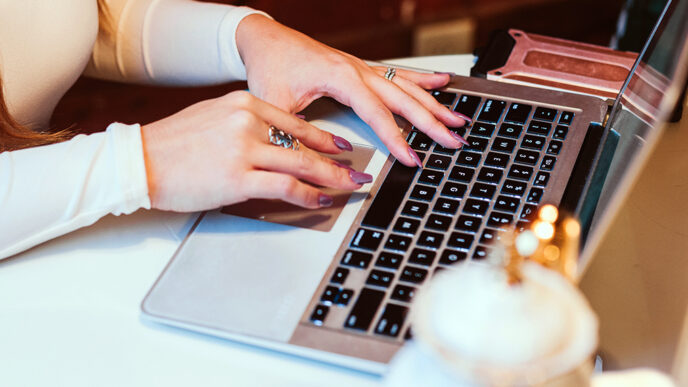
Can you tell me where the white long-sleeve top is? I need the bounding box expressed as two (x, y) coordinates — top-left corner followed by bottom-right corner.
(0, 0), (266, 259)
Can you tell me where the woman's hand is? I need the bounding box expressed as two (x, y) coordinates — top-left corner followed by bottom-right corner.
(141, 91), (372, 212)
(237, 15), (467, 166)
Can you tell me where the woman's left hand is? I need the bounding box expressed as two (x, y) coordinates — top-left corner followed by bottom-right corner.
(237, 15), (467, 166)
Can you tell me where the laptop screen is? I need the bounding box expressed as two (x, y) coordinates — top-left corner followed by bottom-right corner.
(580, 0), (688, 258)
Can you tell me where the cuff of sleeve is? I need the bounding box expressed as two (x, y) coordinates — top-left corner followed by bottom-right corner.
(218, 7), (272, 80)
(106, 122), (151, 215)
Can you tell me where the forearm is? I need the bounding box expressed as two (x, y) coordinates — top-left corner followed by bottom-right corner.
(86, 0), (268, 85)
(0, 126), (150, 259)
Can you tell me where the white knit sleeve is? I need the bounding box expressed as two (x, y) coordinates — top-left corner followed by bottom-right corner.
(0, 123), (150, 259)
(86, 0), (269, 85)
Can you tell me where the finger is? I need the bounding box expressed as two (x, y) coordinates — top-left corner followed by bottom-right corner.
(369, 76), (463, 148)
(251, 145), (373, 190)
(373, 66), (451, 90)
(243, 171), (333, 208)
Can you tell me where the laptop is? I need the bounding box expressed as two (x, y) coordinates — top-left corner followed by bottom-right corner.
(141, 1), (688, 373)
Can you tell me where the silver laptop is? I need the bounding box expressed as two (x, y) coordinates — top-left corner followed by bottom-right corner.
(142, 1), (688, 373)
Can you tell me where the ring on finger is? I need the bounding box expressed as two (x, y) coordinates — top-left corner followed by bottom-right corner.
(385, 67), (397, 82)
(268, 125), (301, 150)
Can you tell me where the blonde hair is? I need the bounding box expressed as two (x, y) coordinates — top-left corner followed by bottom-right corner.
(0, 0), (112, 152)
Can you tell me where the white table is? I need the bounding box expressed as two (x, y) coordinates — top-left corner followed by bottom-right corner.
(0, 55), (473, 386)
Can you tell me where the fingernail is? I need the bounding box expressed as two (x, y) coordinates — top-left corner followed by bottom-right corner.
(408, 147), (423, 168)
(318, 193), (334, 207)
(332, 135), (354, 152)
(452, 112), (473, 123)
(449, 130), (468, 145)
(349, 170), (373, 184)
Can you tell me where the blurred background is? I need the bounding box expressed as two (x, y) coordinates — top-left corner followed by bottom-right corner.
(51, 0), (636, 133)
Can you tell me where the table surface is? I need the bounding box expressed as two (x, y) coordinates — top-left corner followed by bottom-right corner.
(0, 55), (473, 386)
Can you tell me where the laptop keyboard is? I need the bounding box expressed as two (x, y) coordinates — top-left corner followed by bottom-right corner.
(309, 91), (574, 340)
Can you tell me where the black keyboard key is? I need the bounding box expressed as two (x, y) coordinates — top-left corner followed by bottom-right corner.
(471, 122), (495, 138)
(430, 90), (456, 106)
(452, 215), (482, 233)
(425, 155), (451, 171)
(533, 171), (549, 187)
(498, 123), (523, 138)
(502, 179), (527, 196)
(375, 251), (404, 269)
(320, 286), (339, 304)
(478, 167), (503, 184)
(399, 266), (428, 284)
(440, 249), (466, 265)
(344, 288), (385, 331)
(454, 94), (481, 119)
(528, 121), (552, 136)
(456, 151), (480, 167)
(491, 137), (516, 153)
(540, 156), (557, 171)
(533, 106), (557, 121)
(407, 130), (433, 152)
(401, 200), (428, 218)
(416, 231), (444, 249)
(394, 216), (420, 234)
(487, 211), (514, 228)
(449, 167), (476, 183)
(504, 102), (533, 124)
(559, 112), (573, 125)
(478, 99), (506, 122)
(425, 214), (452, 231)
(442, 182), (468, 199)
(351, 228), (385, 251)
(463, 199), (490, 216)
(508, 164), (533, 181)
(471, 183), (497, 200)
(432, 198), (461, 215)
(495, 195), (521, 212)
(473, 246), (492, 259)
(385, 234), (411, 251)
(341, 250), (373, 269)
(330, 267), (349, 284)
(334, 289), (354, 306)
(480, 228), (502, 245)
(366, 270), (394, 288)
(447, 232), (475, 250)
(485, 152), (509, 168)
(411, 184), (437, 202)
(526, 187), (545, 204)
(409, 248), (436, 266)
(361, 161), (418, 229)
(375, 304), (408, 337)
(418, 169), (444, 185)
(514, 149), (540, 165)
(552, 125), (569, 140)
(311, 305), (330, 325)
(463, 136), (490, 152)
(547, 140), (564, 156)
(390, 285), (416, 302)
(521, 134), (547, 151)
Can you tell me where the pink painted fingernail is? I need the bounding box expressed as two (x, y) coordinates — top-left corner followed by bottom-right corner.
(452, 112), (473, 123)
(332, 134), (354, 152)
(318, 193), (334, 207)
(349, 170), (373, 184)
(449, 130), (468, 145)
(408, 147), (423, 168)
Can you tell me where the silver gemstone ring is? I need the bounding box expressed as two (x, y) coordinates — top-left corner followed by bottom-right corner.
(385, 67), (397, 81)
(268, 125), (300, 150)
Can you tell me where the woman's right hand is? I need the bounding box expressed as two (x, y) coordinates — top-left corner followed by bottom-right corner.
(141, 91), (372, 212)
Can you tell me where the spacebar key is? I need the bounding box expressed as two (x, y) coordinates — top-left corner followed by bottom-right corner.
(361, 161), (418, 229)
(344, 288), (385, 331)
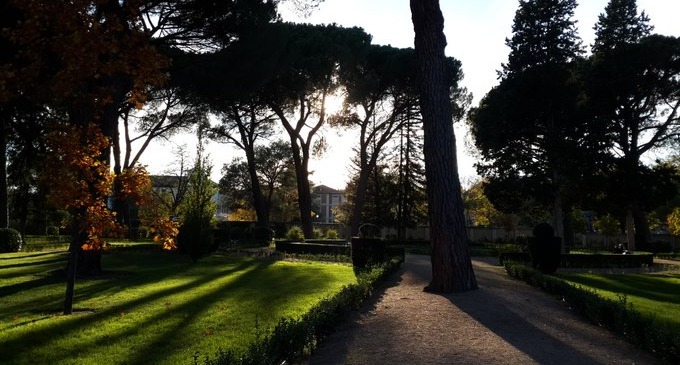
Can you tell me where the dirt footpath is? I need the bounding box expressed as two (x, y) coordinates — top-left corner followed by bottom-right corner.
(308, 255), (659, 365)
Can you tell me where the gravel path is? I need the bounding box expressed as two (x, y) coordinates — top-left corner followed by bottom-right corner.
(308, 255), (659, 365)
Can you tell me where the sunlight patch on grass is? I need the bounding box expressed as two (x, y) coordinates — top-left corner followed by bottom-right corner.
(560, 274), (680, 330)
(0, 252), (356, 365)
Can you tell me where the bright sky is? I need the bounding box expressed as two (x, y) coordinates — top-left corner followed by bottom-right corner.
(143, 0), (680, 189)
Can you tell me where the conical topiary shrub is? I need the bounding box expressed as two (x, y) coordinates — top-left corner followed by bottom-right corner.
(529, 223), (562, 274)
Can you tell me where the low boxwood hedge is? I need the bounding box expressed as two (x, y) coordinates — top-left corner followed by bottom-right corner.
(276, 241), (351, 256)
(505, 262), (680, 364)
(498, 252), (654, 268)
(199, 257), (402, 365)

· · · · ·

=== EXERCISE DESCRIPTION ===
Copy every row above word for word, leaving out the pictures.

=== RESULT BELOW ===
Can you tell me where the white long-sleeve top is? I need the bounding box expressed as two (x, y) coordinates — top-left corner followed by bottom-right corner.
(0, 0), (266, 259)
Can you tell me where the woman's hand is? I need the bounding box expressed as two (x, y) coordinates — top-left corner followed by bottom-right corner.
(141, 91), (372, 212)
(237, 15), (467, 166)
Can you tell me where the woman's left hand is? I need the bounding box expressed as two (x, y) coordinates — top-left corner followed by bottom-right corner.
(237, 15), (467, 166)
Can you tell me where the laptop screen is? I need the bounding box expressed as two (x, y) coordinates — top-left corner followed by bottom-right corner.
(580, 0), (688, 258)
Can you tell me where the cuff of sleeve is? I need the bounding box expressed as two (x, y) coordinates — top-left corner followed by bottom-right corner.
(218, 7), (272, 80)
(106, 122), (151, 215)
Can you tell me where the forearm is? I need the bounding box expressed as two (x, y) coordinates — top-left corner followed by bottom-right corner.
(86, 0), (268, 85)
(0, 126), (150, 259)
Can you tell me where the white knit sleeve is? I need the bounding box expressed as two (x, y) coordinates — top-left corner followed by bottom-right corner.
(0, 123), (150, 259)
(86, 0), (269, 85)
Can you tell me where the finger is? I need the bounding box expressed as two (x, y) coordinates — top-left corner followed by bottom-right corner.
(369, 76), (463, 148)
(251, 145), (373, 190)
(373, 66), (451, 90)
(243, 171), (333, 208)
Can you tell me where the laptop is? I need the bounding box expressed as two (x, y) coordinates — top-left corner followed by bottom-right corner.
(141, 1), (688, 373)
Can you tell me where the silver laptop is? I need the bounding box expressed as two (x, y) coordinates — top-left corner followed by bottom-right corner.
(142, 1), (688, 373)
Can you tell me where the ring on finger is? I need the bounding box expressed as two (x, y) coordinates — top-left corner followed by bottom-right corner.
(385, 67), (397, 82)
(268, 125), (301, 150)
Can you tell me where the blonde hair is? I need the bounding box expressed as two (x, y) coordinates — top-left corner followed by bottom-right corner.
(0, 0), (112, 152)
Can you tell me where the white table is? I need the bounding box expressed as two (x, y) coordinates — top-left corner followed by bottom-right corner.
(0, 55), (473, 386)
Can you tell me where the fingernail is? I need the bounding box expressed as two (x, y) coordinates — top-left corner followed by bottom-right corner.
(408, 147), (423, 168)
(318, 193), (334, 207)
(332, 135), (354, 152)
(452, 112), (473, 123)
(449, 130), (468, 145)
(349, 170), (373, 184)
Can you tell me where the blurred background is? I need the bounding box expressed as two (x, y) coordinates — top-left corner followed by bottom-right corner.
(51, 0), (636, 133)
Can you tell me where the table surface is? I need the bounding box expressed as two (x, y) coordinates — top-left corner followed by bottom-right corner.
(0, 55), (473, 386)
Can you tell me where the laptop keyboard is? I need the bounding box expressed as two (x, y) coordinates — top-left corner followed by bottom-right corner.
(309, 91), (574, 340)
Can you tell me where the black keyboard key is? I need the bounding box expressed as two (x, y) coordinates — top-left corner followed by bottom-right corner.
(471, 122), (495, 138)
(430, 90), (456, 106)
(452, 215), (482, 233)
(425, 155), (451, 171)
(533, 171), (549, 187)
(498, 123), (523, 138)
(502, 179), (527, 196)
(375, 251), (404, 269)
(320, 286), (339, 304)
(478, 167), (503, 184)
(399, 266), (428, 284)
(440, 249), (466, 265)
(344, 288), (385, 331)
(454, 94), (481, 119)
(528, 121), (552, 136)
(456, 151), (480, 167)
(491, 137), (516, 153)
(540, 156), (557, 171)
(533, 106), (557, 121)
(407, 130), (433, 152)
(401, 200), (428, 218)
(416, 231), (444, 249)
(394, 216), (420, 234)
(487, 211), (514, 228)
(449, 167), (476, 183)
(504, 102), (533, 124)
(559, 112), (573, 125)
(478, 99), (506, 122)
(425, 214), (452, 231)
(442, 182), (468, 199)
(351, 228), (385, 251)
(463, 199), (490, 216)
(508, 164), (533, 181)
(471, 183), (497, 200)
(432, 198), (461, 215)
(495, 195), (521, 212)
(473, 246), (492, 259)
(385, 234), (411, 251)
(341, 250), (373, 269)
(330, 267), (349, 284)
(334, 289), (354, 306)
(480, 228), (502, 245)
(366, 270), (394, 288)
(447, 232), (475, 250)
(485, 152), (509, 168)
(411, 184), (437, 202)
(526, 187), (545, 204)
(409, 248), (436, 266)
(361, 161), (418, 229)
(375, 304), (408, 337)
(418, 169), (444, 185)
(514, 149), (540, 165)
(552, 125), (569, 140)
(311, 305), (330, 325)
(463, 136), (490, 152)
(547, 140), (564, 156)
(390, 285), (416, 302)
(521, 134), (547, 151)
Can you tell me where the pink painted fingernail is? I need the bounding box expressed as two (x, y) coordinates — top-left corner followed by bottom-right corner.
(452, 112), (473, 123)
(332, 134), (354, 152)
(318, 193), (334, 207)
(349, 170), (373, 184)
(449, 130), (468, 145)
(408, 147), (423, 168)
Can you tell me where the silver gemstone ring is? I need the bounding box expressed as two (x, y) coordinates — top-left corner followed by bottom-right corner.
(385, 67), (397, 81)
(268, 125), (300, 150)
Can you tell me where the woman's right hand is? I need the bounding box expressed as two (x, y) coordinates — top-left corner followed by bottom-right corner.
(141, 91), (372, 212)
Can you tell me where the spacebar key is? I need the bounding box expressed as two (x, y) coordinates — top-left corner followed by bottom-right corner.
(361, 161), (418, 229)
(344, 288), (385, 331)
Can you tell me where the dirt footpath is? I need the bounding box expressed as two (x, y) coordinates — top-left corner followed by bottom-right corner.
(308, 255), (659, 365)
Can you tell me where the gravel path is? I need the bounding box expressed as two (x, y) coordinates — top-left corner followed by bottom-right corner.
(308, 255), (659, 365)
Can you tell me where the sunlight patch on grass is? I need the bounding box expressed as two (x, y) coordinates — top-left corner followed by bottom-right corner.
(560, 274), (680, 330)
(0, 252), (356, 365)
Can you tell me where the bright sky is? I need the bounding box expressed as two (x, y) coordinates — top-left corner followed by bottom-right corner.
(143, 0), (680, 189)
Can you tell me where the conical topiary shrub is? I need the bounding box expressed as two (x, y) coordinates — top-left corner followed by bottom-right corner.
(529, 223), (562, 274)
Can you tell me where the low boxwood hedge is? I need the bounding box expressed as two (x, y) coordinates — top-left corner followed by bottom-right corner.
(276, 241), (351, 256)
(505, 262), (680, 364)
(498, 252), (654, 268)
(199, 257), (402, 365)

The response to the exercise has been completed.